Can you convert the whole listing below into a JSON list of strings, with one string per line, blank lines dropped, and the pictures left out?
=== STORED ROWS ===
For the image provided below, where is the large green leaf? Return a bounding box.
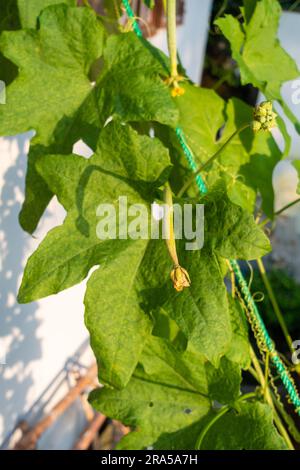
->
[19,123,170,302]
[201,403,287,450]
[201,182,271,260]
[176,84,281,218]
[82,33,178,136]
[149,402,287,450]
[0,4,104,232]
[90,337,241,449]
[84,240,152,388]
[216,0,300,151]
[0,0,21,86]
[17,0,76,29]
[18,122,170,387]
[216,0,299,100]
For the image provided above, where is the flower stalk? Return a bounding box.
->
[166,0,184,97]
[164,183,191,292]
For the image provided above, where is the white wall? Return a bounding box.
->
[0,0,211,448]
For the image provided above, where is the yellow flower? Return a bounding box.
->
[252,101,277,132]
[170,264,191,292]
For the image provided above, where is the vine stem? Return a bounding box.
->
[250,346,295,450]
[274,198,300,216]
[196,392,256,450]
[167,0,178,80]
[256,258,293,353]
[177,122,251,197]
[164,183,179,266]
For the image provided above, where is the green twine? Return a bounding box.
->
[122,0,143,38]
[122,0,300,415]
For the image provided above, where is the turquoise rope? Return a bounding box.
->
[122,0,300,415]
[122,0,143,38]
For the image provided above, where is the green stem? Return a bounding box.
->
[167,0,178,79]
[177,123,251,197]
[195,392,256,450]
[274,198,300,216]
[164,183,179,266]
[256,258,294,353]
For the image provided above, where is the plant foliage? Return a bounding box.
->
[0,0,299,449]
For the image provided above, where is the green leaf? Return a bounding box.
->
[201,403,287,450]
[176,84,281,218]
[201,182,271,260]
[19,123,170,302]
[84,240,152,388]
[89,337,240,449]
[149,402,287,450]
[216,0,299,100]
[84,33,178,133]
[215,0,300,144]
[0,5,104,232]
[17,0,76,29]
[18,122,170,388]
[0,0,21,86]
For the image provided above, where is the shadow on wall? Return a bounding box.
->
[0,134,41,446]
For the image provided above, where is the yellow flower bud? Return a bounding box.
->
[170,264,191,292]
[252,101,277,132]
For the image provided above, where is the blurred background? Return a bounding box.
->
[0,0,300,449]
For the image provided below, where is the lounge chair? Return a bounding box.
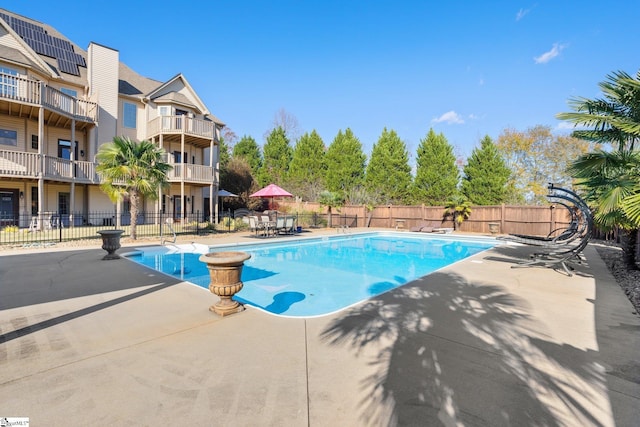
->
[249,216,267,236]
[273,216,285,234]
[512,184,593,276]
[284,216,295,234]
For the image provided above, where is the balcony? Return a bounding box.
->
[0,150,214,185]
[147,116,215,148]
[0,73,98,128]
[167,163,213,184]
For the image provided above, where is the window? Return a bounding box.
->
[0,129,18,147]
[122,102,138,129]
[58,193,71,215]
[31,187,38,215]
[60,87,78,113]
[173,151,189,163]
[158,105,171,130]
[0,66,18,97]
[58,139,71,160]
[58,139,78,160]
[60,87,78,98]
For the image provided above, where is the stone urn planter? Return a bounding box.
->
[98,230,124,260]
[199,251,251,316]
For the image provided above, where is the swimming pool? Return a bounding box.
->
[128,233,496,317]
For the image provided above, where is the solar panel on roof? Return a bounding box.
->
[0,12,87,76]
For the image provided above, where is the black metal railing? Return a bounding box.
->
[0,211,213,246]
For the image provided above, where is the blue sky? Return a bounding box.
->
[4,0,640,158]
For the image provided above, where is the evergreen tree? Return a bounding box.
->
[233,135,262,176]
[413,129,460,206]
[366,128,411,204]
[287,130,327,200]
[259,127,292,185]
[325,128,367,198]
[462,135,511,205]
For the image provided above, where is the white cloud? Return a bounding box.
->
[516,3,538,21]
[533,43,566,64]
[557,120,576,130]
[431,110,464,125]
[516,9,531,21]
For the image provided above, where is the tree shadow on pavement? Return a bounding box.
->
[322,273,610,426]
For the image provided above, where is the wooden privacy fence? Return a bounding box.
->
[279,201,571,236]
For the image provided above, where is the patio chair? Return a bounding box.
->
[512,184,593,276]
[284,216,295,234]
[249,216,266,236]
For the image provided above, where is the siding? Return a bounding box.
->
[87,43,119,151]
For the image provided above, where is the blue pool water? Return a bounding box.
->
[125,233,495,317]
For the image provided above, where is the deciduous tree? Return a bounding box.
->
[413,129,460,206]
[259,127,292,185]
[496,125,591,204]
[233,135,262,176]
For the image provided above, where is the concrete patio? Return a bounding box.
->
[0,232,640,427]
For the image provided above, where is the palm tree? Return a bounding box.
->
[569,150,640,268]
[444,195,471,230]
[96,137,172,240]
[557,71,640,267]
[318,191,344,228]
[556,71,640,151]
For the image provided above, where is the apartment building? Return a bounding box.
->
[0,9,224,227]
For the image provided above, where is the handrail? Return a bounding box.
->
===
_FINISHED TASK:_
[
  "For the image provided below, where is the large green leaf? Return a bounding box.",
  "->",
  "[19,123,170,302]",
  "[201,403,287,450]",
  "[201,182,271,260]",
  "[176,84,281,218]",
  "[82,33,178,136]",
  "[149,402,287,450]",
  "[0,4,104,232]",
  "[90,337,241,449]",
  "[84,240,152,388]",
  "[216,0,300,151]",
  "[0,0,21,86]",
  "[17,0,76,29]",
  "[18,122,170,387]",
  "[216,0,299,100]",
  "For the image provided above, where is the flower stalk? Return a bounding box.",
  "->",
  "[166,0,184,97]",
  "[164,183,191,292]",
  "For the image provided above, where is the white wall? Return a bounding box.",
  "->",
  "[0,0,211,448]",
  "For the image provided above, where is the yellow flower? Return a bounding box.",
  "->",
  "[252,101,277,132]",
  "[170,264,191,292]",
  "For the image provided above, where is the vine stem? Return a bounding box.",
  "->",
  "[250,346,295,450]",
  "[274,198,300,216]",
  "[196,392,256,450]",
  "[167,0,178,80]",
  "[256,258,293,353]",
  "[177,122,251,197]",
  "[164,183,179,266]",
  "For the image provided above, where is the green twine? Return a bounding box.",
  "->",
  "[122,0,143,38]",
  "[122,0,300,415]",
  "For the image provided above, where is the turquoise rope? Return a bounding box.",
  "->",
  "[122,0,300,415]",
  "[122,0,143,38]",
  "For the image provided above, where is the green stem? Return a bounding box.",
  "->",
  "[167,0,178,79]",
  "[177,123,251,197]",
  "[195,392,256,450]",
  "[274,198,300,216]",
  "[164,183,179,266]",
  "[256,258,294,353]",
  "For the image provided above, where is the plant foliage? Return a bounding box.",
  "->",
  "[0,0,299,449]",
  "For the image provided above, where is the green leaf? Return a bounding box.",
  "->",
  "[201,403,287,450]",
  "[176,84,281,218]",
  "[201,182,271,260]",
  "[19,123,170,302]",
  "[84,240,152,388]",
  "[89,337,240,449]",
  "[149,402,287,450]",
  "[216,0,299,100]",
  "[84,33,178,133]",
  "[215,0,300,144]",
  "[0,5,104,232]",
  "[17,0,76,29]",
  "[18,122,170,388]",
  "[0,0,21,86]",
  "For the image provided above, where is the shadow on wall? Return a bounding box.",
  "->",
  "[0,134,41,446]",
  "For the image provided above, where is the yellow flower bud? Return a bounding box.",
  "->",
  "[170,264,191,292]",
  "[252,101,277,132]",
  "For the image provided above, where is the blurred background? Return a bounding box.",
  "->",
  "[0,0,300,449]",
  "For the image provided below, where is the lounge chair? Return a bounding box.",
  "->",
  "[249,216,267,236]",
  "[273,216,285,234]",
  "[512,184,593,276]",
  "[284,216,295,234]",
  "For the image provided above, where is the balcony? Return a bounding box.",
  "->",
  "[0,150,214,185]",
  "[147,116,215,148]",
  "[0,73,98,128]",
  "[167,163,213,184]",
  "For the image provided above, where is the window? Return a bounding box.",
  "->",
  "[0,129,18,147]",
  "[122,102,138,129]",
  "[58,193,71,215]",
  "[31,187,38,215]",
  "[60,87,78,113]",
  "[173,151,189,163]",
  "[158,105,171,130]",
  "[0,66,18,97]",
  "[58,139,71,160]",
  "[58,139,78,160]",
  "[60,87,78,98]",
  "For the image provided above, where is the stone urn planter? Return a bounding box.",
  "->",
  "[98,230,124,260]",
  "[199,251,251,316]",
  "For the image provided above, where is the swimming pool? Return a bounding box.",
  "->",
  "[128,233,496,317]",
  "For the image provided above, where is the solar panel on roof? Return a bounding box.",
  "->",
  "[0,12,87,76]",
  "For the image provided above, where is the black metal railing? Return a bounding box.",
  "->",
  "[0,211,213,246]",
  "For the image provided above, where is the blue sky? Return a bounding box.",
  "->",
  "[4,0,640,158]",
  "For the image provided above, where is the evergreen tree? Return a bounding box.",
  "->",
  "[233,135,262,176]",
  "[413,129,460,206]",
  "[366,128,411,204]",
  "[287,130,327,200]",
  "[259,127,292,185]",
  "[325,128,367,198]",
  "[462,135,511,205]",
  "For the image provided above, where is the white cloud? Return a bounding box.",
  "->",
  "[516,3,538,21]",
  "[533,43,566,64]",
  "[557,120,576,130]",
  "[431,110,464,125]",
  "[516,9,531,21]",
  "For the image provided above, where is the tree shadow on pavement? Return a bounding box.",
  "->",
  "[322,273,610,426]",
  "For the image provided above, where is the wooden privacy fence? Return a bounding box.",
  "->",
  "[279,201,571,236]",
  "For the image provided above, where is the patio chair? Return a bounding box.",
  "->",
  "[512,184,593,276]",
  "[284,216,295,234]",
  "[249,216,266,236]",
  "For the image provided above, where is the siding? Return a bounding box.",
  "->",
  "[87,43,119,151]",
  "For the image provided above, where is the blue pool water? Return a bounding box.",
  "->",
  "[125,233,495,317]",
  "For the image provided above, where is the deciduous tree? Return a bounding box.",
  "->",
  "[413,129,460,206]",
  "[259,127,292,185]",
  "[496,125,591,204]",
  "[233,135,262,176]",
  "For the image provided above, where is the concrete patio? Return a bounding box.",
  "->",
  "[0,232,640,427]",
  "For the image provided above, where is the palm tree? Return a bounding box.",
  "->",
  "[569,150,640,268]",
  "[444,195,471,230]",
  "[96,137,172,240]",
  "[557,71,640,267]",
  "[318,191,344,228]",
  "[556,71,640,151]",
  "For the image provided above, where is the apartment building? Return a bounding box.",
  "->",
  "[0,9,224,227]",
  "For the image provided above, where is the handrail? Return a bounding box.",
  "->"
]